------ Provided entries

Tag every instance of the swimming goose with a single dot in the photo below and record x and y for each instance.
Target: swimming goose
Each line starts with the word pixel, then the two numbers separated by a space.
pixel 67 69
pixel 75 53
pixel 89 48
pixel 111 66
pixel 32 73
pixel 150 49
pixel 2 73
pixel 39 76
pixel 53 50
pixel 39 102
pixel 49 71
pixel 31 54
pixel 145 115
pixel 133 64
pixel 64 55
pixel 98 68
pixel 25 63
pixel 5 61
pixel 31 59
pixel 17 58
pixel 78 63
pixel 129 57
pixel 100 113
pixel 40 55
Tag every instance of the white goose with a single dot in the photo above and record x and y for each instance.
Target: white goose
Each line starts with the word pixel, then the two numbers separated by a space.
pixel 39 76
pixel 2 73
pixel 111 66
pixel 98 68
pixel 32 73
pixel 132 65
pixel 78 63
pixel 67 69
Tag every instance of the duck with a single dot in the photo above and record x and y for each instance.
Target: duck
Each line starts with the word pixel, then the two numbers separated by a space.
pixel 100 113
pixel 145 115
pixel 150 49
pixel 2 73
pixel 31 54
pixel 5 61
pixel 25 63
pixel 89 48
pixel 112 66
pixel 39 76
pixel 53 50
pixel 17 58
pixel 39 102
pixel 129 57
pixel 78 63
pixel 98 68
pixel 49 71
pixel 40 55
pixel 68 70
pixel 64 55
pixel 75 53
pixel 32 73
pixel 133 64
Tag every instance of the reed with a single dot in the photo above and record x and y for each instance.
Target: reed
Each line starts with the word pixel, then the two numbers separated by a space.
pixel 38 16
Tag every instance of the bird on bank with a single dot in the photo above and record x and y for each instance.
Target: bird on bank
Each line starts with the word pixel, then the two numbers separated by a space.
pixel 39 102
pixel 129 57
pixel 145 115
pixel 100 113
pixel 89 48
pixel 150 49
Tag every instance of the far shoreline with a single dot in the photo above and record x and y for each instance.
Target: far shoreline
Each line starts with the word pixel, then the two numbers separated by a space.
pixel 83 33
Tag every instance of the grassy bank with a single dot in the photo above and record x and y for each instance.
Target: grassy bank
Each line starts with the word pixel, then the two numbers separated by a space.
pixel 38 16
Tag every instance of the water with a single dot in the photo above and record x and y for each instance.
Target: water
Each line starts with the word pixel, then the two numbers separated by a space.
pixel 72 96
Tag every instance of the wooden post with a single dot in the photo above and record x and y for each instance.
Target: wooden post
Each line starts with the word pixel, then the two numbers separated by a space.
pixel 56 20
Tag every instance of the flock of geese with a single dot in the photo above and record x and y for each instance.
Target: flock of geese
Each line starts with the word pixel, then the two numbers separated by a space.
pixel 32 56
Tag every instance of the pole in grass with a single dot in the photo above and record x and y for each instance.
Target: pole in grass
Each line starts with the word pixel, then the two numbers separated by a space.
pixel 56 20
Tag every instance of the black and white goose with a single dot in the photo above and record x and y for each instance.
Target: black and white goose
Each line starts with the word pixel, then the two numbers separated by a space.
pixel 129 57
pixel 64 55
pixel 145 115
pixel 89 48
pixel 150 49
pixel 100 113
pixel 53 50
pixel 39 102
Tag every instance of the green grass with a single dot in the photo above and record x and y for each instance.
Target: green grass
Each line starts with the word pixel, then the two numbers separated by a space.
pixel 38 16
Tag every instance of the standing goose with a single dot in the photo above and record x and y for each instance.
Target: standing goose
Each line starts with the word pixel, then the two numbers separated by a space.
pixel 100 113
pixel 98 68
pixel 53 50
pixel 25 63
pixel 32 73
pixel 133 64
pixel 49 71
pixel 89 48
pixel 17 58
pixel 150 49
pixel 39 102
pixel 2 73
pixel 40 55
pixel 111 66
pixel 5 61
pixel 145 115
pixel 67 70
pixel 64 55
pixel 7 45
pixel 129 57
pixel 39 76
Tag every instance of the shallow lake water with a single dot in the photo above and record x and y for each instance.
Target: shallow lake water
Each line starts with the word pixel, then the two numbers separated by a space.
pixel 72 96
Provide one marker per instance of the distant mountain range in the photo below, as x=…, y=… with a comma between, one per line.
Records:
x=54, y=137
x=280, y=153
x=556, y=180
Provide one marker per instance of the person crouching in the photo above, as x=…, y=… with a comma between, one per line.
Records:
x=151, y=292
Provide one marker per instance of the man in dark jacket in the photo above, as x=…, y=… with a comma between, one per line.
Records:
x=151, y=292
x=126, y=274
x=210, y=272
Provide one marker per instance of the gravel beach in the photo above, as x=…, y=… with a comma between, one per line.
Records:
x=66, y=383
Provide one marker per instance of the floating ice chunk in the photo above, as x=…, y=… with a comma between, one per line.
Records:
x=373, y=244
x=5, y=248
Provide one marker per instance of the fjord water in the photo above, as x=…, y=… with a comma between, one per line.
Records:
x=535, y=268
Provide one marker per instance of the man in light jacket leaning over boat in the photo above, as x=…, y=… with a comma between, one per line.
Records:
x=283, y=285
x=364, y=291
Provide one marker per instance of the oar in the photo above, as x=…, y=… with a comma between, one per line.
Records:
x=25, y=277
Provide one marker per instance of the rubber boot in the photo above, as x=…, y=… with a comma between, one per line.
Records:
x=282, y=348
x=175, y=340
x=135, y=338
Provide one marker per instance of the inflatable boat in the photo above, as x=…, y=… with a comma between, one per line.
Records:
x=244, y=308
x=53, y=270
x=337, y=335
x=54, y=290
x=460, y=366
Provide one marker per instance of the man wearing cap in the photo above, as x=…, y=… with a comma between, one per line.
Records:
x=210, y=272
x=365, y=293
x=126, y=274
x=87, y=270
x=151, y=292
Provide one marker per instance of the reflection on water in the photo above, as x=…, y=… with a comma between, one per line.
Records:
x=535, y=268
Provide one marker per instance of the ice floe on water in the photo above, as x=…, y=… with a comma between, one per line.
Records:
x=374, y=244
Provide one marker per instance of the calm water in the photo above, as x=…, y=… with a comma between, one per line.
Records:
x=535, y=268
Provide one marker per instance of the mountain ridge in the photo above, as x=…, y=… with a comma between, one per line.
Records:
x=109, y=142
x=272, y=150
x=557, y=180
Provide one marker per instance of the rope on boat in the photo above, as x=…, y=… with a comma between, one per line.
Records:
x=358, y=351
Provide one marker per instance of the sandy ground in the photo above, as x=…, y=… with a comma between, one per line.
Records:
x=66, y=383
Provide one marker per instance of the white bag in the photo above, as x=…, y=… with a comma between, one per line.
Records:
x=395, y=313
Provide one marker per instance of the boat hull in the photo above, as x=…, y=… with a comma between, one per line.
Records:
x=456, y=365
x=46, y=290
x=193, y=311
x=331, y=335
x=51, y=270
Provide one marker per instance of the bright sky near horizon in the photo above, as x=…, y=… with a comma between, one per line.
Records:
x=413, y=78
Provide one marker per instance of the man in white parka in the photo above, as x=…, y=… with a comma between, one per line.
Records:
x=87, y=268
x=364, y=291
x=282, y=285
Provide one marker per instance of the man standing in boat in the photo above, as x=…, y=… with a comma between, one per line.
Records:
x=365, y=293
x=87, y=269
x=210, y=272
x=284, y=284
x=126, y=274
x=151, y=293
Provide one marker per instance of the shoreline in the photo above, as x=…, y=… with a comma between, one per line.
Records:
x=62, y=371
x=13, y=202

------------

Which lines above hold the string "mountain"? Please copy all of them.

Provide one marker per instance of the distant mountain range in the photo below, as x=…, y=… with a comma between, one per line.
Provide one marker per instance of the mountain ridge in the photo above, as x=…, y=… with a comma between, one per line.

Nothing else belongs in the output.